BEGIN QUOTED PASSAGE

That's why we have always shared all finances. In marriage everything is 'ours' and not 'his' or 'mine'. I can't imagine living any other way.


----------



## Thor (Oct 31, 2011)

Diana7 said:


> If I had such little trust in a man that I needed such strict financial arrangements in a marriage, then I wouldn't be marrying him. For me its far better to make sure that anyone you marry has the same attitude towards responsibility(financial or otherwise) as you do.
> The marriage service 'with all my worldly goods I thee endow' is very important to me. A marriage where you are making sure that all of 'your' money stays 'yours', to me seems like no marriage and is only thinking of yourself not your partner or the marriage.
> 
> Its especially hard if the other spends many years caring for children and has no income or a part time income for that time, what then? Does he/she have no say in anything? Is he/she completely reliant on what her husband tells her to do financially?
> That's why we have always shared all finances. In marriage everything is 'ours' and not 'his' or 'mine'. I can't imagine living any other way.


I know too many people who found out after the fact that their spouse brought crippling debt into the marriage. And I know people whose spouse turned out to be a spendaholic of the kind that makes it impossible to save anything for the future. Or one spouse decided it was easier to stay home or not pursue a reasonable paying career.

But that doesn't mean that joint expenses can't be fairly shared, and in retirement if there is no divorce that the savings can't be jointly used. I would jointly purchase a home with a 2nd wife. If my income were higher than hers then I would expect to pay more of the joint expenses.

I won't have more children if I get married again, and I expect my 2nd wife would have children of her own. It is only right that our children's inheritances be protected. But I would also want my 2nd wife to be financially protected if I were to pass first, so my money would be available to her if she exhausted hers.

My relative had a large fortune stolen by his 2nd wife when he died with a will rather than a trust. She then changed her will immediately to write his heirs out. Tens of millions of dollars. For a handicapped family member just a small portion of the original inheritance would be life altering, and for the rest of us as well. While my estate will never reach even $1M, I will not risk my children's right to it.

Now if the situation is an agreed upon SAHM or other mutually agreed arrangement where the incomes are vastly different, then yes the arrangements are going to reflect those differences.

END QUOTED PASSAGE
BEGIN SUPPLIED DATA

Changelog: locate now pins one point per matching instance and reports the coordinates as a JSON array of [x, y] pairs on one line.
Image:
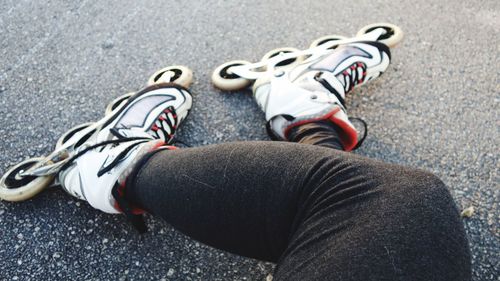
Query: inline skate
[[239, 74], [163, 105]]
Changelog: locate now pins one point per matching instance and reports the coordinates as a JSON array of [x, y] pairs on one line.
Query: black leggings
[[319, 213]]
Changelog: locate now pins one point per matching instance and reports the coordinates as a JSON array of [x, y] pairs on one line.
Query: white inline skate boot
[[239, 74], [315, 89], [130, 122]]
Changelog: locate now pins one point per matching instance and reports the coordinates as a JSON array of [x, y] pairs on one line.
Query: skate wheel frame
[[177, 74], [16, 188], [70, 133], [236, 75], [224, 79], [285, 50], [392, 36]]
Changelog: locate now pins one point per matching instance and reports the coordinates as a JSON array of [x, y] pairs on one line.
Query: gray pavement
[[436, 108]]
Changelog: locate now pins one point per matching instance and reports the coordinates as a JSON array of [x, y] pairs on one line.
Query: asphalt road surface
[[61, 62]]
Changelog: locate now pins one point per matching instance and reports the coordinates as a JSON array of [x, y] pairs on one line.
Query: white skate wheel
[[177, 74], [325, 39], [71, 132], [392, 36], [16, 188], [117, 102], [224, 79], [285, 50]]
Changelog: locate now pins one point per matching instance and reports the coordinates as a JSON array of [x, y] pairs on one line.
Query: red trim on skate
[[348, 136]]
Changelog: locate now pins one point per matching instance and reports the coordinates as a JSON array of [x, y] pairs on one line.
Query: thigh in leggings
[[319, 213]]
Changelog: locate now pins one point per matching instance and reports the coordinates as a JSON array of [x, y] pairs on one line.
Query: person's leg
[[321, 214]]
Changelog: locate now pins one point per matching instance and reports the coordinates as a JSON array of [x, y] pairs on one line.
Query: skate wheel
[[117, 102], [70, 133], [224, 79], [393, 34], [16, 188], [285, 50], [177, 74], [325, 39]]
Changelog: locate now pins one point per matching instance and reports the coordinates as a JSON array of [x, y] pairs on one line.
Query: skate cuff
[[348, 134]]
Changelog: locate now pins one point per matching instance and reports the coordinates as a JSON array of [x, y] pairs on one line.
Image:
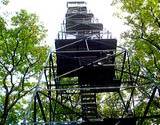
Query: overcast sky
[[52, 13]]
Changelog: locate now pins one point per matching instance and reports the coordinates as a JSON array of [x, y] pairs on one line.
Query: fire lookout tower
[[87, 65]]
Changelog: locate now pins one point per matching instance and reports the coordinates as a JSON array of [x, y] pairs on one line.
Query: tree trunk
[[3, 118]]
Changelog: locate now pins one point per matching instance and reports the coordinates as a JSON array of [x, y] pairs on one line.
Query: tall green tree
[[142, 39], [21, 59]]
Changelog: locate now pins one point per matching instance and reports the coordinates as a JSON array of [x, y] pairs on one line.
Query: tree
[[21, 59], [142, 39]]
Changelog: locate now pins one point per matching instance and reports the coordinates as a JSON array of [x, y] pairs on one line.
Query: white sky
[[52, 13]]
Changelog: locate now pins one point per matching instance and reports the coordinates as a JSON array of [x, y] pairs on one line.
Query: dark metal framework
[[85, 75]]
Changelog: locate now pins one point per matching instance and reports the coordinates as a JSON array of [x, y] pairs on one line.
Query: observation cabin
[[83, 53]]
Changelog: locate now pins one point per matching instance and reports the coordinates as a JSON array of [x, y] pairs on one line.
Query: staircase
[[88, 105]]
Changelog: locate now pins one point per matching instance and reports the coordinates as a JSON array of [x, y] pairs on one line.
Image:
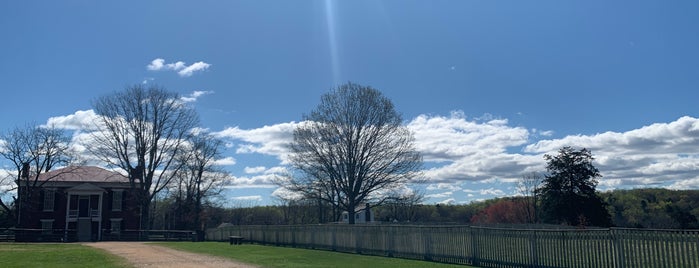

END SUPPLIED DATA

## THE TASKS
A – From the forum thread on marriage finances, extract the passage starting at "But that doesn't" and ending at "the joint expenses.", copying it word for word.
B – Continue the forum thread on marriage finances, picking up right after its final sentence.

## ANSWER SET
A –
But that doesn't mean that joint expenses can't be fairly shared, and in retirement if there is no divorce that the savings can't be jointly used. I would jointly purchase a home with a 2nd wife. If my income were higher than hers then I would expect to pay more of the joint expenses.

B –
I've seen too many cases of second spouses fleecing either the spouse or the heirs.


----------



## Diana7 (Apr 19, 2016)

Thor said:


> I know too many people who found out after the fact that their spouse brought crippling debt into the marriage. And I know people whose spouse turned out to be a spendaholic of the kind that makes it impossible to save anything for the future. Or one spouse decided it was easier to stay home or not pursue a reasonable paying career.
> 
> But that doesn't mean that joint expenses can't be fairly shared, and in retirement if there is no divorce that the savings can't be jointly used. I would jointly purchase a home with a 2nd wife. If my income were higher than hers then I would expect to pay more of the joint expenses.
> 
> ...


Thats why you need to careful who you marry. I saw how my husband acted with his first wife, he let her have their house.He isn't worried about being rich, but about being fair and kind. 
We have made wills, my children will get the house once we are both dead. If I die first he can live here until he dies or meets someone else, then it will be theirs.


----------



## Thor (Oct 31, 2011)

Your will doesn't guarantee that. Whomever inherits the house via your will is under no obligation to do anything you want with it. That's how my relative's fortune was stolen. His 2nd wife changed her will after he died. Originally her will said the same as his, that the combined assets would get distributed equally amongst his children and her children after the second of them died. After he died she rewrote her will to say everything just goes to her children. If your children inherit the house from you, they can kick your H out. If your H inherits the house he can rewrite his will so that your kids don't get the house.

You can accomplish what you desire using a trust. The trust is required to manage the assets per your directions, which would include your H staying in the house after your death but then after his death the house goes to your kids.

I know people who thought they were very careful about their spouse, first or second, yet were severely burned financially.


----------



## 2ntnuf (Jul 14, 2012)

In my first marriage, all that came into the house was for the family. It was all up to my then wife to distribute properly. She didn't and she didn't let me in on the secret.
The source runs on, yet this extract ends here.